What you need to do — Copy out the records precisely, omitting pictures.

*** Material for the task

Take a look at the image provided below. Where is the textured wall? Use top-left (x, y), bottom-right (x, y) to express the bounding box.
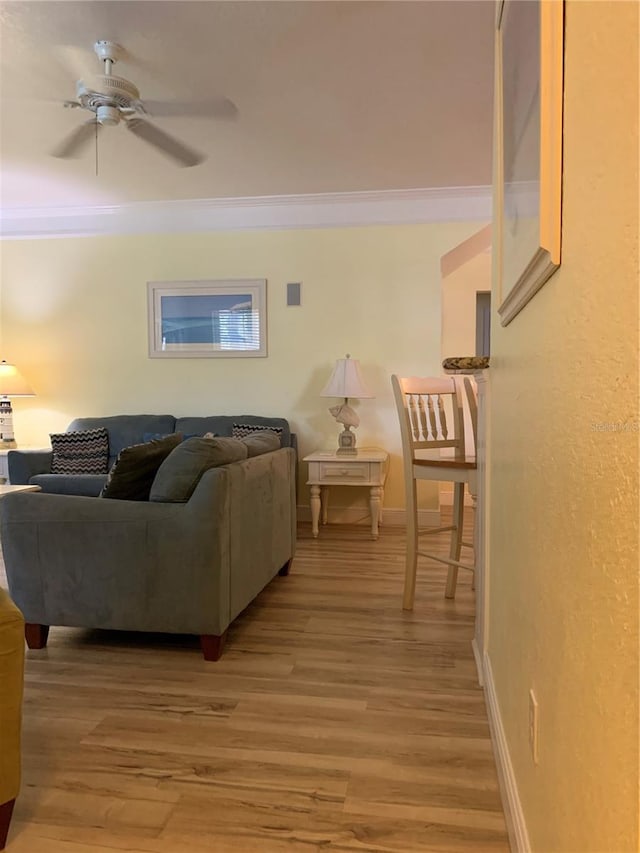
top-left (0, 221), bottom-right (482, 511)
top-left (488, 2), bottom-right (639, 851)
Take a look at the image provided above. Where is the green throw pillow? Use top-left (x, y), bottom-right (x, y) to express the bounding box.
top-left (149, 436), bottom-right (248, 503)
top-left (241, 431), bottom-right (281, 457)
top-left (100, 433), bottom-right (182, 501)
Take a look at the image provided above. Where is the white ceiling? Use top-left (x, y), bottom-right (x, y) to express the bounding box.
top-left (0, 1), bottom-right (494, 212)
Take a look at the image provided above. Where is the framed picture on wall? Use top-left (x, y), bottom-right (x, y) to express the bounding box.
top-left (147, 279), bottom-right (267, 358)
top-left (496, 0), bottom-right (564, 326)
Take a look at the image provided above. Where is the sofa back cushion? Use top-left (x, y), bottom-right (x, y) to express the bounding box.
top-left (174, 415), bottom-right (291, 448)
top-left (149, 437), bottom-right (248, 503)
top-left (50, 427), bottom-right (109, 474)
top-left (101, 434), bottom-right (183, 501)
top-left (68, 415), bottom-right (176, 468)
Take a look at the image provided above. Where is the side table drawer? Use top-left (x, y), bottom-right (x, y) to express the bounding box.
top-left (319, 462), bottom-right (369, 481)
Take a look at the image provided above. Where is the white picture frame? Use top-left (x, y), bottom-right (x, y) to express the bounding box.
top-left (496, 0), bottom-right (564, 326)
top-left (147, 279), bottom-right (267, 358)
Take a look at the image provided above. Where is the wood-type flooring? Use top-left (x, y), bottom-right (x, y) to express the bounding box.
top-left (1, 516), bottom-right (508, 852)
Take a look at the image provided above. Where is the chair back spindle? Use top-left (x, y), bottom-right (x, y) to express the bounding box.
top-left (393, 376), bottom-right (467, 460)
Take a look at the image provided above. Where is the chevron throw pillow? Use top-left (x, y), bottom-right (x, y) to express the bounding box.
top-left (231, 423), bottom-right (283, 441)
top-left (50, 428), bottom-right (109, 475)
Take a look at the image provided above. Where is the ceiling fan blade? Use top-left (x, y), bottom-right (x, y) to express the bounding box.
top-left (125, 118), bottom-right (204, 167)
top-left (140, 97), bottom-right (238, 120)
top-left (51, 120), bottom-right (100, 159)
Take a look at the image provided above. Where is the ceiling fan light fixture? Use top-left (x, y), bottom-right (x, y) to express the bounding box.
top-left (96, 104), bottom-right (120, 126)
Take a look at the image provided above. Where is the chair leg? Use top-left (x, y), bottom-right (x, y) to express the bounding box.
top-left (403, 478), bottom-right (419, 610)
top-left (445, 482), bottom-right (465, 599)
top-left (0, 798), bottom-right (15, 850)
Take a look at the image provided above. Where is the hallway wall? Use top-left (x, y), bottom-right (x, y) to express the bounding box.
top-left (487, 2), bottom-right (639, 850)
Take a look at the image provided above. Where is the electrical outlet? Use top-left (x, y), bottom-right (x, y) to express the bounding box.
top-left (528, 689), bottom-right (539, 764)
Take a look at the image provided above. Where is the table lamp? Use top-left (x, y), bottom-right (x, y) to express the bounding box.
top-left (320, 354), bottom-right (373, 455)
top-left (0, 361), bottom-right (35, 446)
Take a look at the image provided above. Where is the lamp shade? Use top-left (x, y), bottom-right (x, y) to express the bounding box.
top-left (320, 355), bottom-right (373, 399)
top-left (0, 361), bottom-right (35, 396)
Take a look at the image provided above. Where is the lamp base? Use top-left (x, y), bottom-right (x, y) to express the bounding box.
top-left (336, 427), bottom-right (357, 455)
top-left (0, 398), bottom-right (15, 445)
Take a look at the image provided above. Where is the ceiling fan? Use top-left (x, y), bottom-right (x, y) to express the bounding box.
top-left (51, 40), bottom-right (237, 167)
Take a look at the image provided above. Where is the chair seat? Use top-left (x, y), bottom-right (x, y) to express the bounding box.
top-left (414, 455), bottom-right (476, 470)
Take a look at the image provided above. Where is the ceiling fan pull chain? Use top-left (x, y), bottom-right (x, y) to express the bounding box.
top-left (95, 120), bottom-right (98, 177)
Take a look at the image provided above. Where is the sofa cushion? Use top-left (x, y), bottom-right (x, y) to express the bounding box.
top-left (50, 427), bottom-right (109, 475)
top-left (30, 473), bottom-right (107, 496)
top-left (68, 415), bottom-right (176, 468)
top-left (241, 431), bottom-right (281, 457)
top-left (175, 415), bottom-right (291, 448)
top-left (149, 437), bottom-right (248, 503)
top-left (101, 434), bottom-right (183, 501)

******

Result of the task —
Take a look at the image provided below. Where is the textured wall? Use top-left (x, y), bottom-right (x, y) to express the bounding box.
top-left (0, 221), bottom-right (482, 511)
top-left (488, 2), bottom-right (639, 851)
Take a look at the image provided above. Where is the green throw pillow? Use top-left (x, y), bottom-right (x, y) to express the bounding box.
top-left (149, 436), bottom-right (248, 503)
top-left (241, 431), bottom-right (281, 457)
top-left (100, 433), bottom-right (182, 501)
Take a look at the image provided above. Where is the white ceiling? Use top-left (x, y), bottom-right (x, y) to express the bounding box.
top-left (0, 1), bottom-right (494, 212)
Take a look at the image provided above. Where is the framed picture on wall? Use top-left (x, y), bottom-right (x, y) to express the bounding box.
top-left (147, 279), bottom-right (267, 358)
top-left (496, 0), bottom-right (564, 326)
Take a look at the image provided above. Where is the sofa back cushion? Use top-left (x, y), bottom-right (x, y) to express the bounding box.
top-left (174, 415), bottom-right (291, 448)
top-left (149, 437), bottom-right (248, 503)
top-left (50, 427), bottom-right (109, 474)
top-left (101, 434), bottom-right (183, 501)
top-left (68, 415), bottom-right (176, 468)
Take a look at the image provided above. Where is the side table drawer? Use top-left (x, y), bottom-right (x, y) to express the bounding box.
top-left (319, 462), bottom-right (369, 481)
Take a look at the image provided above. Where is the white picture frame? Use top-left (x, y), bottom-right (x, y) to express the bounding box.
top-left (496, 0), bottom-right (564, 326)
top-left (147, 279), bottom-right (267, 358)
Take a look at the image provided above. Where is the wood-type flooring? Use top-left (x, y), bottom-right (x, y) to express the bounding box.
top-left (1, 516), bottom-right (508, 852)
Take a look at the image provided above. Where is the chair back spindle? Use top-left (x, y), bottom-right (x, y) to express the bounding box.
top-left (393, 376), bottom-right (467, 460)
Take a look at the image provided above. Where is the chevron throw pillow? Use top-left (x, y), bottom-right (x, y) to express the bounding box.
top-left (231, 423), bottom-right (283, 441)
top-left (50, 428), bottom-right (109, 475)
Take a look at the image provided above. Where is the ceiling fan blade? Use top-left (x, y), bottom-right (x, y) to express the bounding box.
top-left (125, 118), bottom-right (204, 167)
top-left (140, 97), bottom-right (238, 120)
top-left (51, 120), bottom-right (100, 159)
Take a look at the image provided above. Where is the ceiling fan light fixture? Use top-left (x, y), bottom-right (x, y) to express the bounding box.
top-left (96, 104), bottom-right (120, 126)
Take a look at the image provided above. Where is the chair leg? Use top-left (x, y), bottom-right (x, y) to express the bounding box.
top-left (403, 478), bottom-right (419, 610)
top-left (445, 482), bottom-right (465, 599)
top-left (0, 798), bottom-right (15, 850)
Take a look at the image provided above. Where is the hallway wall? Use top-left (x, y), bottom-right (x, y) to express the bounding box.
top-left (487, 2), bottom-right (639, 850)
Take a look at the image provided above. Where is the electrical outlet? Use top-left (x, y), bottom-right (x, y) to express the bounding box.
top-left (528, 689), bottom-right (539, 764)
Take a look at the image provided above. Where is the table lamp? Use top-left (x, y), bottom-right (x, y) to express the bounding box.
top-left (320, 354), bottom-right (373, 455)
top-left (0, 361), bottom-right (35, 446)
Take a look at the image provided above. Where is the lamp shade? Use top-left (x, y), bottom-right (x, y) to express the bounding box.
top-left (320, 355), bottom-right (373, 399)
top-left (0, 361), bottom-right (35, 396)
Take a look at the image provided above. Where is the lamp base? Use top-left (x, y), bottom-right (x, y) to express the bounding box.
top-left (336, 427), bottom-right (357, 455)
top-left (0, 398), bottom-right (15, 445)
Take a look at the image provided above. Where is the ceiling fan? Use top-left (x, y), bottom-right (x, y) to express the bounding box.
top-left (51, 40), bottom-right (237, 167)
Take a look at the image provided above. Where is the chair seat? Use top-left (x, y), bottom-right (x, y) to express the bounding box.
top-left (414, 455), bottom-right (476, 470)
Take a look at the image provided above. Where is the ceiling fan pull chain? Use top-left (x, y), bottom-right (x, y) to express the bounding box.
top-left (95, 120), bottom-right (98, 177)
Take a look at the image provided above. Where is the sofa cushion? Use top-left (x, y), bottom-right (x, y) to express the bounding box.
top-left (50, 427), bottom-right (109, 475)
top-left (30, 473), bottom-right (107, 496)
top-left (68, 415), bottom-right (176, 468)
top-left (241, 431), bottom-right (281, 457)
top-left (175, 415), bottom-right (291, 448)
top-left (149, 437), bottom-right (248, 503)
top-left (101, 434), bottom-right (183, 501)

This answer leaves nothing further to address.